> [Required work]
1. Return the column's text from "Make no mistake, the" to "the Kasoa resident.".
2. List every label the column says the Kasoa-based businessman would have been given.

Opinions of Sunday, 20 April 2014
Columnist: Okoampa-Ahoofe, Kwame
By Kwame Okoampa-Ahoofe, Jr., Ph.D.
Mr. Kwabena 'Wiredu has the luxury now to brag about having worked hard to acquire some 53 heavy-duty trucks, only to have the ownership of the same viciously and mischievously credited to the blow-hard General-Secretary of the ruling National Democratic Congress (NDC). Back in 1979, when the Rawlings-led Armed Forces Revolutionary Council (AFRC) mutineered by shooting its way into the old slave castle at Osu-Accra, the then seat of governance, the Kasoa-based businessman would have been arraigned before one of the Tsatsu Tsikata-fangled Public Tribunals and, in 1982, the People's Courts, to account for every single pesewa that went into the acquisition of those trucks (See "Asiedu Nketia Cleared Again" Ghanaweb.com 4/5/14).
Make no mistake, the odious public tribunals and people's courts had everything to do with anything but justice. He would also have been labeled a thief and a congenital liar and then thrown into the slammer, and his properties confiscated by the state for the exclusive use of the Trokosi Mafia. Then also, Mr. Owiredu would have been labeled an enemy of the state. For in both 1979 and 1982, it constituted the height of an heinous crime for any Ghanaian with an Akan name to have acquired the sort of substantial vehicular wealth attributed to the Kasoa resident.

> [Supplied records]

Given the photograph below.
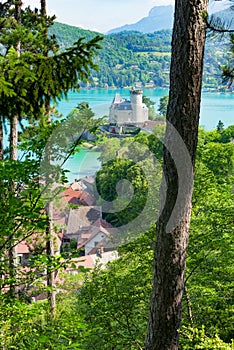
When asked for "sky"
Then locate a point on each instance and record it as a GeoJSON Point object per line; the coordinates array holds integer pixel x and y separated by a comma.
{"type": "Point", "coordinates": [99, 15]}
{"type": "Point", "coordinates": [102, 15]}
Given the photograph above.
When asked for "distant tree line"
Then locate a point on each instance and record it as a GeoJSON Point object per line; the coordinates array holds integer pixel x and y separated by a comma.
{"type": "Point", "coordinates": [128, 58]}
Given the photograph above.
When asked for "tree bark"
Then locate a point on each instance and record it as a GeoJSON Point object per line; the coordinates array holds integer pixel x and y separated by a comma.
{"type": "Point", "coordinates": [1, 141]}
{"type": "Point", "coordinates": [50, 253]}
{"type": "Point", "coordinates": [49, 209]}
{"type": "Point", "coordinates": [176, 191]}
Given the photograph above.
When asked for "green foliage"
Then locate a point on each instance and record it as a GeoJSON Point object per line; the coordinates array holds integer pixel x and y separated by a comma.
{"type": "Point", "coordinates": [130, 57]}
{"type": "Point", "coordinates": [163, 102]}
{"type": "Point", "coordinates": [115, 301]}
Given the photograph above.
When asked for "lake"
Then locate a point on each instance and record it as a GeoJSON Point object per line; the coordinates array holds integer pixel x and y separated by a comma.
{"type": "Point", "coordinates": [214, 107]}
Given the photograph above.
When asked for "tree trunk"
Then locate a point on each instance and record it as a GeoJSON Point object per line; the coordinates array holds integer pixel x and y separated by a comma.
{"type": "Point", "coordinates": [50, 253]}
{"type": "Point", "coordinates": [176, 191]}
{"type": "Point", "coordinates": [13, 156]}
{"type": "Point", "coordinates": [43, 7]}
{"type": "Point", "coordinates": [49, 209]}
{"type": "Point", "coordinates": [1, 141]}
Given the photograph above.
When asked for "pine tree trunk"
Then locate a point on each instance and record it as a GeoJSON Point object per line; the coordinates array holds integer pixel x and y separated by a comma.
{"type": "Point", "coordinates": [176, 191]}
{"type": "Point", "coordinates": [50, 253]}
{"type": "Point", "coordinates": [13, 156]}
{"type": "Point", "coordinates": [43, 7]}
{"type": "Point", "coordinates": [49, 230]}
{"type": "Point", "coordinates": [1, 141]}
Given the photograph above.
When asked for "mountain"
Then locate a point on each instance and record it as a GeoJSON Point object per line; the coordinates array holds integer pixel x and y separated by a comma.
{"type": "Point", "coordinates": [225, 16]}
{"type": "Point", "coordinates": [129, 58]}
{"type": "Point", "coordinates": [160, 17]}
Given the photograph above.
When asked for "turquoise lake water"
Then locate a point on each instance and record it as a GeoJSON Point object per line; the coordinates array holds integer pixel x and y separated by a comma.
{"type": "Point", "coordinates": [214, 107]}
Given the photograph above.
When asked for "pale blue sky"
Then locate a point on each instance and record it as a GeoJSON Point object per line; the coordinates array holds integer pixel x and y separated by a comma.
{"type": "Point", "coordinates": [103, 15]}
{"type": "Point", "coordinates": [99, 15]}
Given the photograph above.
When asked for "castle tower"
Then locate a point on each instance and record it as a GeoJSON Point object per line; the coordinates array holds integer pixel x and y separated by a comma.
{"type": "Point", "coordinates": [140, 111]}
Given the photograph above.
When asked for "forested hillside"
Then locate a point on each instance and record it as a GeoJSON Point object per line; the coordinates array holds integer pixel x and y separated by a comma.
{"type": "Point", "coordinates": [132, 57]}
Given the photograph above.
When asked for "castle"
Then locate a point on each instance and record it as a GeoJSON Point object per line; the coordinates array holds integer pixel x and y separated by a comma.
{"type": "Point", "coordinates": [133, 111]}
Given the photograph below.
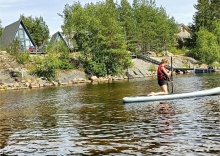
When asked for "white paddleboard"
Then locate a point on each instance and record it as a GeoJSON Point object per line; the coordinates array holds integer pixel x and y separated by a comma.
{"type": "Point", "coordinates": [172, 96]}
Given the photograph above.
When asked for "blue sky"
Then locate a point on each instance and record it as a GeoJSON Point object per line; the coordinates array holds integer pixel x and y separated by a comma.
{"type": "Point", "coordinates": [10, 10]}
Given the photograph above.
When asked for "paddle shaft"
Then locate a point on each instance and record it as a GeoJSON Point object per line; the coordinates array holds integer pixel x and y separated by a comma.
{"type": "Point", "coordinates": [171, 76]}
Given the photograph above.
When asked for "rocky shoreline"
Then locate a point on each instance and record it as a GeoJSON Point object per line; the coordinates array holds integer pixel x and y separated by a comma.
{"type": "Point", "coordinates": [14, 76]}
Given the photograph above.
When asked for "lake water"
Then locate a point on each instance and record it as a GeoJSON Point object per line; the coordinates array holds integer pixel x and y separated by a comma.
{"type": "Point", "coordinates": [90, 119]}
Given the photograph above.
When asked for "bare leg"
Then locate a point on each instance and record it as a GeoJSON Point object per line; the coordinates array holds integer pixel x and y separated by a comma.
{"type": "Point", "coordinates": [164, 91]}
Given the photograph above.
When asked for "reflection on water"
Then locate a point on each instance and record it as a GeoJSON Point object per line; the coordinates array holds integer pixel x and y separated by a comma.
{"type": "Point", "coordinates": [92, 120]}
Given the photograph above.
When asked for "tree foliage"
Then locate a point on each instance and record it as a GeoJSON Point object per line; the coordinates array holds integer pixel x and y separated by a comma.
{"type": "Point", "coordinates": [1, 29]}
{"type": "Point", "coordinates": [37, 28]}
{"type": "Point", "coordinates": [104, 32]}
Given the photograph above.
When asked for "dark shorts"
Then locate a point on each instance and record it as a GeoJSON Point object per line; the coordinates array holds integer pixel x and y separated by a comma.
{"type": "Point", "coordinates": [162, 82]}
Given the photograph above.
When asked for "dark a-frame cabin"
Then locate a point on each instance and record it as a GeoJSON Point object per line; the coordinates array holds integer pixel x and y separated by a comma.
{"type": "Point", "coordinates": [17, 30]}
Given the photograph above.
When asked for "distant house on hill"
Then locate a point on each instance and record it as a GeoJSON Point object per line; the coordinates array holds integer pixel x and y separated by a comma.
{"type": "Point", "coordinates": [184, 32]}
{"type": "Point", "coordinates": [17, 30]}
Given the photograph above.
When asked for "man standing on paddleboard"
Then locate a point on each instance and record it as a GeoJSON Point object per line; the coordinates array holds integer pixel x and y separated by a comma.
{"type": "Point", "coordinates": [163, 75]}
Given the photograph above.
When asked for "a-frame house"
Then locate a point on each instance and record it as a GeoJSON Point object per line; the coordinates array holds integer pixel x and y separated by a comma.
{"type": "Point", "coordinates": [57, 37]}
{"type": "Point", "coordinates": [17, 30]}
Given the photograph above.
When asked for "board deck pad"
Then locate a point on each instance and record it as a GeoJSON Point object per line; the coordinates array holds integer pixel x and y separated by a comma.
{"type": "Point", "coordinates": [172, 96]}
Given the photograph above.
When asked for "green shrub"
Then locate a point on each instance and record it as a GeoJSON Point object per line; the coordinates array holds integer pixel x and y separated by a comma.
{"type": "Point", "coordinates": [23, 57]}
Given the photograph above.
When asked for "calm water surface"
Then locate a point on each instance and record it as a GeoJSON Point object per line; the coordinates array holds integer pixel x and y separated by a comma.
{"type": "Point", "coordinates": [92, 120]}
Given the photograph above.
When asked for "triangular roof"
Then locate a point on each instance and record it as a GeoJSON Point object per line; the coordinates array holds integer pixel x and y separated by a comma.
{"type": "Point", "coordinates": [56, 36]}
{"type": "Point", "coordinates": [184, 26]}
{"type": "Point", "coordinates": [10, 31]}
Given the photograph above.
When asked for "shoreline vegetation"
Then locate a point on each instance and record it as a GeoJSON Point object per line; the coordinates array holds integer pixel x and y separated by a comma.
{"type": "Point", "coordinates": [15, 76]}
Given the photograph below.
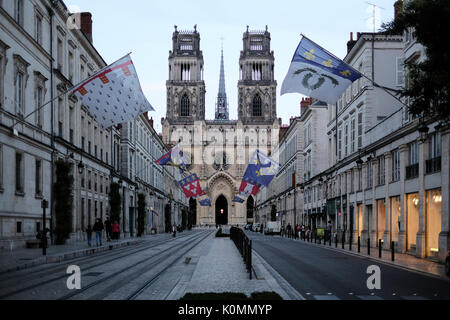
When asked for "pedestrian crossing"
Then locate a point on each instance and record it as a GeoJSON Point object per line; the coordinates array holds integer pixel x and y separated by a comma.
{"type": "Point", "coordinates": [371, 296]}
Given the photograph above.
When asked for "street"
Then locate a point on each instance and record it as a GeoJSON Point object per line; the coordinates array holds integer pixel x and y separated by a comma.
{"type": "Point", "coordinates": [127, 273]}
{"type": "Point", "coordinates": [319, 273]}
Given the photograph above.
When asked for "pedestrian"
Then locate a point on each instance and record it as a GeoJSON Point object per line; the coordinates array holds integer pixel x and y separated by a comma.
{"type": "Point", "coordinates": [108, 229]}
{"type": "Point", "coordinates": [89, 234]}
{"type": "Point", "coordinates": [289, 229]}
{"type": "Point", "coordinates": [115, 230]}
{"type": "Point", "coordinates": [174, 230]}
{"type": "Point", "coordinates": [98, 228]}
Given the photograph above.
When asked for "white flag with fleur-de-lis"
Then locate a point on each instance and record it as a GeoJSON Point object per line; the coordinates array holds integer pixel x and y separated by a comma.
{"type": "Point", "coordinates": [114, 95]}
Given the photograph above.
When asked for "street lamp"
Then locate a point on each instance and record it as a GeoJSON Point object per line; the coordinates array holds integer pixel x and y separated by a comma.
{"type": "Point", "coordinates": [423, 131]}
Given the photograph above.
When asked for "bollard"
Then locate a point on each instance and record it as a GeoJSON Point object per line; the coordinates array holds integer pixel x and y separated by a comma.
{"type": "Point", "coordinates": [379, 249]}
{"type": "Point", "coordinates": [392, 250]}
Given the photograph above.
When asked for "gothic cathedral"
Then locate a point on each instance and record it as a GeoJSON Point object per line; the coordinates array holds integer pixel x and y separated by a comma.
{"type": "Point", "coordinates": [218, 150]}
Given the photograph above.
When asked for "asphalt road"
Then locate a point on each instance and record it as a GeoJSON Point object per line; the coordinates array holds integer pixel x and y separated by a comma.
{"type": "Point", "coordinates": [323, 274]}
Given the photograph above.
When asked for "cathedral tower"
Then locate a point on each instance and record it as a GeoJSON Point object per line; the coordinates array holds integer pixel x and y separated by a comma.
{"type": "Point", "coordinates": [185, 87]}
{"type": "Point", "coordinates": [257, 86]}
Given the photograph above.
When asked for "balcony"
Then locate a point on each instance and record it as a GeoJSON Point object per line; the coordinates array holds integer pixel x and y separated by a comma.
{"type": "Point", "coordinates": [433, 165]}
{"type": "Point", "coordinates": [412, 171]}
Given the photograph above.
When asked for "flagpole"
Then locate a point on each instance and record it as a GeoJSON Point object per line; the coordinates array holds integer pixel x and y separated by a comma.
{"type": "Point", "coordinates": [362, 74]}
{"type": "Point", "coordinates": [62, 94]}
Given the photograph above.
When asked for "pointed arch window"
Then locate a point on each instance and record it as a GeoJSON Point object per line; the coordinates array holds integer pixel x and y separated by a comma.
{"type": "Point", "coordinates": [185, 112]}
{"type": "Point", "coordinates": [257, 106]}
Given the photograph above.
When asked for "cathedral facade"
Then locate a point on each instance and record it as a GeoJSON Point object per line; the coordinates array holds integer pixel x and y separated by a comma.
{"type": "Point", "coordinates": [219, 150]}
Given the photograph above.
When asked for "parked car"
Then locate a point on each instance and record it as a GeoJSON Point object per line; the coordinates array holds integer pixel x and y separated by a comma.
{"type": "Point", "coordinates": [273, 227]}
{"type": "Point", "coordinates": [447, 265]}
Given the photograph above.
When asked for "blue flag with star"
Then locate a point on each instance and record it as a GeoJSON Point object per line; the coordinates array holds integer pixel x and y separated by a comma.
{"type": "Point", "coordinates": [318, 74]}
{"type": "Point", "coordinates": [205, 203]}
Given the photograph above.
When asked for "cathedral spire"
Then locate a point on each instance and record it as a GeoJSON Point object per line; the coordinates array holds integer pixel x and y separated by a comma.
{"type": "Point", "coordinates": [222, 103]}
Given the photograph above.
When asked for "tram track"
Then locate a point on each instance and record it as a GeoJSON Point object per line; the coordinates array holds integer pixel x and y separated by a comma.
{"type": "Point", "coordinates": [62, 269]}
{"type": "Point", "coordinates": [160, 258]}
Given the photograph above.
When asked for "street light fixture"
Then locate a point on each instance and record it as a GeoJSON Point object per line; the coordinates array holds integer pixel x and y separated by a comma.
{"type": "Point", "coordinates": [423, 131]}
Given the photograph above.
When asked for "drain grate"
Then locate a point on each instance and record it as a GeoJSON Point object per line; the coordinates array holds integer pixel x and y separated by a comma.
{"type": "Point", "coordinates": [93, 274]}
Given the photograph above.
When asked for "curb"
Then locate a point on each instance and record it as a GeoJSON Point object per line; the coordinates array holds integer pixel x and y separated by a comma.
{"type": "Point", "coordinates": [63, 256]}
{"type": "Point", "coordinates": [275, 280]}
{"type": "Point", "coordinates": [386, 262]}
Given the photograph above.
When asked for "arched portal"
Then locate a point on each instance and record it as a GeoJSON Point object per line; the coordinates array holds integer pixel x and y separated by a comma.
{"type": "Point", "coordinates": [221, 210]}
{"type": "Point", "coordinates": [250, 209]}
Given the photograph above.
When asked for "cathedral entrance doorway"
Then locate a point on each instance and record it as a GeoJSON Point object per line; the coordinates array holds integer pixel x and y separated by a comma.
{"type": "Point", "coordinates": [221, 210]}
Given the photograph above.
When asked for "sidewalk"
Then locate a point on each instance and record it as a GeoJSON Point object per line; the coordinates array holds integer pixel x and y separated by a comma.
{"type": "Point", "coordinates": [18, 259]}
{"type": "Point", "coordinates": [220, 268]}
{"type": "Point", "coordinates": [401, 260]}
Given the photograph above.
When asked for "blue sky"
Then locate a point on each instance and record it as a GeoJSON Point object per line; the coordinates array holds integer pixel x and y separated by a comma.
{"type": "Point", "coordinates": [145, 28]}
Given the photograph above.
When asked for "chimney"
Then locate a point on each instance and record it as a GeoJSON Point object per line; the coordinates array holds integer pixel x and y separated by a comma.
{"type": "Point", "coordinates": [351, 43]}
{"type": "Point", "coordinates": [398, 8]}
{"type": "Point", "coordinates": [86, 25]}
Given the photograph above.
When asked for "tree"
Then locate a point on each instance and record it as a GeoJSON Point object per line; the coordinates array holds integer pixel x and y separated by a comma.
{"type": "Point", "coordinates": [428, 84]}
{"type": "Point", "coordinates": [115, 202]}
{"type": "Point", "coordinates": [141, 214]}
{"type": "Point", "coordinates": [62, 189]}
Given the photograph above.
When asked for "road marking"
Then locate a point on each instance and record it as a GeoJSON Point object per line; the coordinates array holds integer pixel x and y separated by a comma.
{"type": "Point", "coordinates": [327, 297]}
{"type": "Point", "coordinates": [371, 297]}
{"type": "Point", "coordinates": [414, 298]}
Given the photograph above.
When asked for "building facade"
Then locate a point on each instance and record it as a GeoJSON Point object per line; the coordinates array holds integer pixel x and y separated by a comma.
{"type": "Point", "coordinates": [44, 51]}
{"type": "Point", "coordinates": [218, 151]}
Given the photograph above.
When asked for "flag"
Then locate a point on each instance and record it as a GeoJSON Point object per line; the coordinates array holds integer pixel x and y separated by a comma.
{"type": "Point", "coordinates": [261, 169]}
{"type": "Point", "coordinates": [248, 187]}
{"type": "Point", "coordinates": [205, 203]}
{"type": "Point", "coordinates": [173, 158]}
{"type": "Point", "coordinates": [191, 186]}
{"type": "Point", "coordinates": [318, 74]}
{"type": "Point", "coordinates": [113, 95]}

> [Task answers]
1.
Make no mistake, the odious public tribunals and people's courts had everything to do with anything but justice. He would also have been labeled a thief and a congenital liar and then thrown into the slammer, and his properties confiscated by the state for the exclusive use of the Trokosi Mafia. Then also, Mr. Owiredu would have been labeled an enemy of the state. For in both 1979 and 1982, it constituted the height of an heinous crime for any Ghanaian with an Akan name to have acquired the sort of substantial vehicular wealth attributed to the Kasoa resident.

2.
- a thief
- a congenital liar
- an enemy of the state